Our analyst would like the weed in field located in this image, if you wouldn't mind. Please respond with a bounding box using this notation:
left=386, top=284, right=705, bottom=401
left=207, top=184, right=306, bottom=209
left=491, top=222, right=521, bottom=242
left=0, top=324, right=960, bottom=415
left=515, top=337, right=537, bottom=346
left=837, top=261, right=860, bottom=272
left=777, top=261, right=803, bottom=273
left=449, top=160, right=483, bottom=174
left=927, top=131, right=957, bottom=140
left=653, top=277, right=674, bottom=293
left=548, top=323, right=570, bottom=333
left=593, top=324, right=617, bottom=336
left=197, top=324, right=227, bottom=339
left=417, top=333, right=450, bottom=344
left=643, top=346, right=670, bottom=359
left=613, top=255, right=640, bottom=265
--------------------
## RICHIESTA
Riporta queste righe in tutti i record sostituendo "analyst" con "agronomist" e senza cambiare nient'altro.

## RISPOSTA CORRETTA
Our agronomist would like the weed in field located in this image, if you wouldn't mind. Please respond with a bounding box using this notation:
left=386, top=284, right=705, bottom=401
left=207, top=184, right=306, bottom=209
left=491, top=222, right=521, bottom=242
left=0, top=324, right=960, bottom=415
left=515, top=337, right=537, bottom=346
left=837, top=261, right=860, bottom=272
left=777, top=261, right=803, bottom=273
left=449, top=160, right=483, bottom=174
left=927, top=131, right=957, bottom=140
left=653, top=277, right=674, bottom=293
left=548, top=323, right=570, bottom=333
left=593, top=324, right=617, bottom=336
left=197, top=324, right=227, bottom=339
left=417, top=333, right=450, bottom=344
left=643, top=346, right=670, bottom=359
left=613, top=255, right=640, bottom=265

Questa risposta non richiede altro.